▶ **Description of the task**: If a line of the material contains "dark", copy it.
▬▬▬
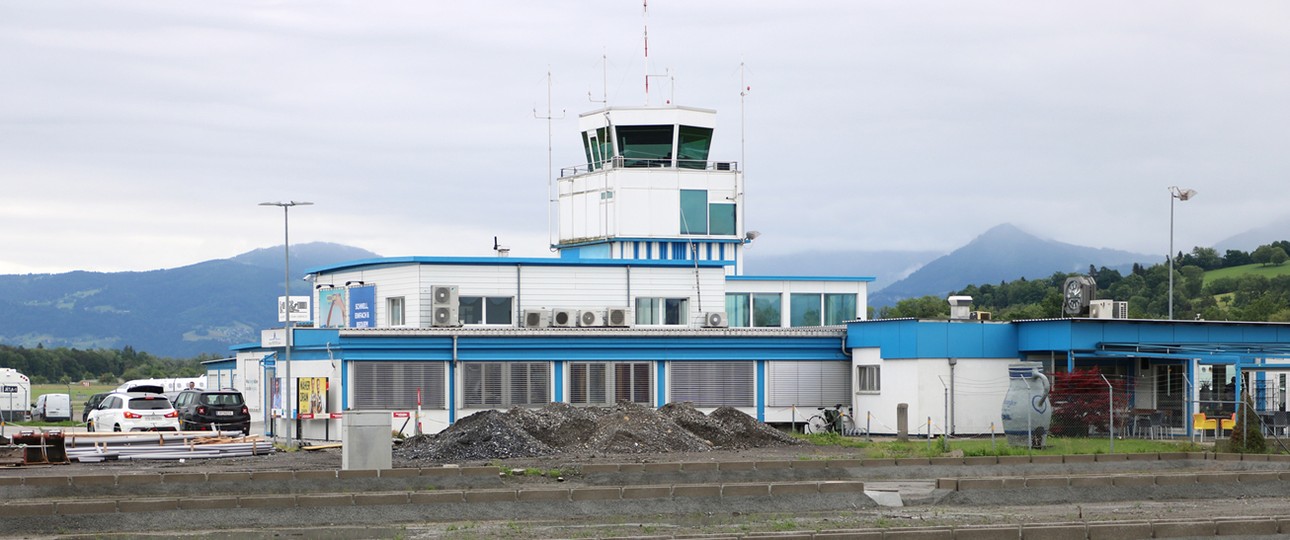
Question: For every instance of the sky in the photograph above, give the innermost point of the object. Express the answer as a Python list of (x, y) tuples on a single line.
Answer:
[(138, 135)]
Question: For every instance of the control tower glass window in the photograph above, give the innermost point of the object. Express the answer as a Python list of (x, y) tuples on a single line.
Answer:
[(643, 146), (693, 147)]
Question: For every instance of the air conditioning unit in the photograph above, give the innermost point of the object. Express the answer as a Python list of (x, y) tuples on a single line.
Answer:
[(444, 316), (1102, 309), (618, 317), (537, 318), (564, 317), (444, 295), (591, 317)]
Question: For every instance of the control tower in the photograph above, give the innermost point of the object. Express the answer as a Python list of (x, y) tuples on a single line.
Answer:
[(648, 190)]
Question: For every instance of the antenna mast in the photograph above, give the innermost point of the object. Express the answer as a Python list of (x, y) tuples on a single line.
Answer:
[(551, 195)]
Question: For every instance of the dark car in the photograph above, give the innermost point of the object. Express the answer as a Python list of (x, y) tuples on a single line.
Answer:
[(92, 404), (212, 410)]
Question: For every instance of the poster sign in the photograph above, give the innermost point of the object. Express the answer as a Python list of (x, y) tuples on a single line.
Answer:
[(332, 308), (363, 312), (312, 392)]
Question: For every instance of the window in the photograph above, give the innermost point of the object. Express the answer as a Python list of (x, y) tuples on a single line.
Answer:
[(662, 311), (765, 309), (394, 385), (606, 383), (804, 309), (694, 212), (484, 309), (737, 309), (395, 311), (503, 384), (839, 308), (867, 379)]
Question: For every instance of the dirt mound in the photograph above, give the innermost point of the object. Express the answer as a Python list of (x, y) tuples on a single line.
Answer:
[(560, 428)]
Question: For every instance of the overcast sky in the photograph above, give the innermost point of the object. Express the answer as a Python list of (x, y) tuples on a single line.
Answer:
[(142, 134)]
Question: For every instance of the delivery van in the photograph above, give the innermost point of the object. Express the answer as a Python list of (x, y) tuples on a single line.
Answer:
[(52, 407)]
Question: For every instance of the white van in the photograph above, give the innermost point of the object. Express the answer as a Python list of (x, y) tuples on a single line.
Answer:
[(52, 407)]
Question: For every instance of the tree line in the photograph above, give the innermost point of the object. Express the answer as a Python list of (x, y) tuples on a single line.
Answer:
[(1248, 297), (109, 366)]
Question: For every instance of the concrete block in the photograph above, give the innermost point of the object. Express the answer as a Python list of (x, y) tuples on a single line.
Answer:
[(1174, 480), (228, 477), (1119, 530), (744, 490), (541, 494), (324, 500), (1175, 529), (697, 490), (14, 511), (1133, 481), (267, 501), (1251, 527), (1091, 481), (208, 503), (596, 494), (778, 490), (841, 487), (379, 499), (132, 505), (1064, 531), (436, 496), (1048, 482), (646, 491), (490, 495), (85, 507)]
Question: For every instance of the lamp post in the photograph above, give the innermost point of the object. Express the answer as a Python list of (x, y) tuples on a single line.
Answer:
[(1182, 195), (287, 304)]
▬▬▬
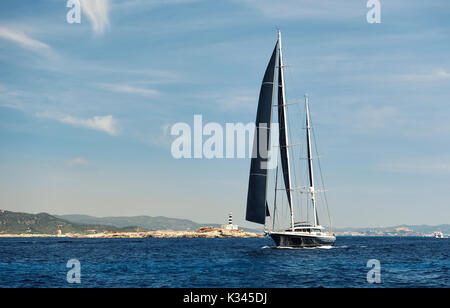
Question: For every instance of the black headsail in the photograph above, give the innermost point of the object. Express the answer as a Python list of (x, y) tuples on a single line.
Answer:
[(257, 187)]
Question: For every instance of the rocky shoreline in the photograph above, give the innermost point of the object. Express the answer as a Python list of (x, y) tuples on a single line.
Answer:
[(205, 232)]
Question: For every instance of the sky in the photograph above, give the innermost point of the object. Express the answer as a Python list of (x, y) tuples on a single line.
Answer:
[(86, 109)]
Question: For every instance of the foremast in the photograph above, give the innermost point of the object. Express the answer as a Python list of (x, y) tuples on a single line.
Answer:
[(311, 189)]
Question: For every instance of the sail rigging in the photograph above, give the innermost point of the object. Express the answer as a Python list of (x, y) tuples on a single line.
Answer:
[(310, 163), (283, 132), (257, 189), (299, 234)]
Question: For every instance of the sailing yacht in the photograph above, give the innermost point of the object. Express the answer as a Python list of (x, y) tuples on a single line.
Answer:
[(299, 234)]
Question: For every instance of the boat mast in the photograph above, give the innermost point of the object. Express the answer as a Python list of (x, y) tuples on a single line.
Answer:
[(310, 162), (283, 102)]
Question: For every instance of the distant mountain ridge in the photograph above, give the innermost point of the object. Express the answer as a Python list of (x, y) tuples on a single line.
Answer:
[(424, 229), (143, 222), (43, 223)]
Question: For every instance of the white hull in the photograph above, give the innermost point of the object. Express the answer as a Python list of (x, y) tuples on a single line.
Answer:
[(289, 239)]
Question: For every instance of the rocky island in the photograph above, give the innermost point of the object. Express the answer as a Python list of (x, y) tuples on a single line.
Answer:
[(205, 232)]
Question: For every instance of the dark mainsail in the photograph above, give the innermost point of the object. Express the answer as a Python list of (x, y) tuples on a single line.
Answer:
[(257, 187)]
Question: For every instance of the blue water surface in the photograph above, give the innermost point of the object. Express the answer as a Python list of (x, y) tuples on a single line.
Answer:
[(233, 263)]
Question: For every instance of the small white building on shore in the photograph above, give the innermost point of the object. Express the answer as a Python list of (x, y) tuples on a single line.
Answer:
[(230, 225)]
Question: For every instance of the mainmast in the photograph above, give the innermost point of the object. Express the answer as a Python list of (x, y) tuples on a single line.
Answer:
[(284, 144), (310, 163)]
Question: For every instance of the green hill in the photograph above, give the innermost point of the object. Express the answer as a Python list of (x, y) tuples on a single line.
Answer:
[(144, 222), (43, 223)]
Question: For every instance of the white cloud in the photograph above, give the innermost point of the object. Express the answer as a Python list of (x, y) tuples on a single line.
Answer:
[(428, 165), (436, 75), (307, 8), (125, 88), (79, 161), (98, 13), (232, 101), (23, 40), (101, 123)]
▬▬▬
▶ **Finished task**:
Question: For every instance of the dark car in the photograph above, give the innermost point of the object. Express the answer as a Python list of (x, y) tuples on a single line.
Question: For every instance of the dark mainsail in the photograph above, give the innermost point of the object. Express the answer as a Python list of (x, y) tuples on a single line.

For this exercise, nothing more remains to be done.